● Data provided
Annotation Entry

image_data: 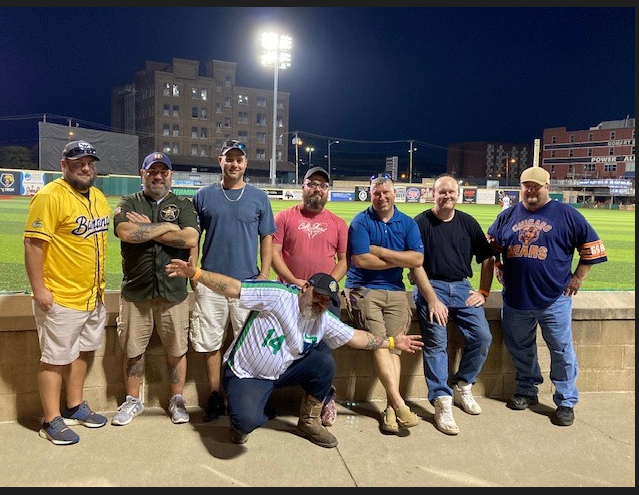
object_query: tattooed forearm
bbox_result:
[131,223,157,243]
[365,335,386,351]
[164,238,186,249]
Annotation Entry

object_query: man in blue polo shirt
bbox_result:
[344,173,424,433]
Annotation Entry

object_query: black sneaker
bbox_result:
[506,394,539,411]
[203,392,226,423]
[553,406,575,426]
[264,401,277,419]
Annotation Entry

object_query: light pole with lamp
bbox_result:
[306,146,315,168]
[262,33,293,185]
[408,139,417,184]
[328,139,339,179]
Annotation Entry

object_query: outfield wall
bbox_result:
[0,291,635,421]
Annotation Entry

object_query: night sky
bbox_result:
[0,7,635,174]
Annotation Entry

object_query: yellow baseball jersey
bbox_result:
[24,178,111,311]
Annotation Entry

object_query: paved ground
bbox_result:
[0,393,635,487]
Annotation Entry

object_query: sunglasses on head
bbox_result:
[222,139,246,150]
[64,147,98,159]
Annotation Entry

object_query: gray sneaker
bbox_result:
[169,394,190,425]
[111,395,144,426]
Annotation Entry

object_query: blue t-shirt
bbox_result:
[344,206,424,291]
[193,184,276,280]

● Exercise
Reproduce the records above line for line, omitting the pictures.

● In response
Annotation Entry

image_data: 
object_query: tattooed forearm
bbox_result:
[131,223,157,243]
[365,335,386,351]
[164,238,186,249]
Annotation Entry

object_query: man in blue polo shirt
bbox_result:
[344,173,424,433]
Annotation Entry

object_query: black sneaker
bbox_result:
[506,394,539,411]
[203,392,226,423]
[553,406,575,426]
[264,401,277,419]
Annotation Entry

object_query: light pole with lamp
bbox_result:
[306,146,315,168]
[262,33,293,185]
[408,139,417,184]
[328,139,339,179]
Annotation Entry

object_query: outfield wall
bbox_result:
[0,291,635,421]
Annotation Entry

object_query: night sky
bbox_result:
[0,7,635,174]
Annotation Entry

object_query: yellow baseball jersey
bbox_result:
[24,178,111,311]
Annotation Entry

object_query: paved ground
bbox_result:
[0,393,635,487]
Annotation Entry

object_query: sunglasses on head
bbox_result:
[222,139,246,150]
[64,147,98,159]
Annotation Entry

object_query: gray sneaker
bbox_result:
[169,394,190,425]
[111,395,144,426]
Annotation Entry

object_query: blue t-shirt
bbox_result:
[344,206,424,291]
[193,184,276,280]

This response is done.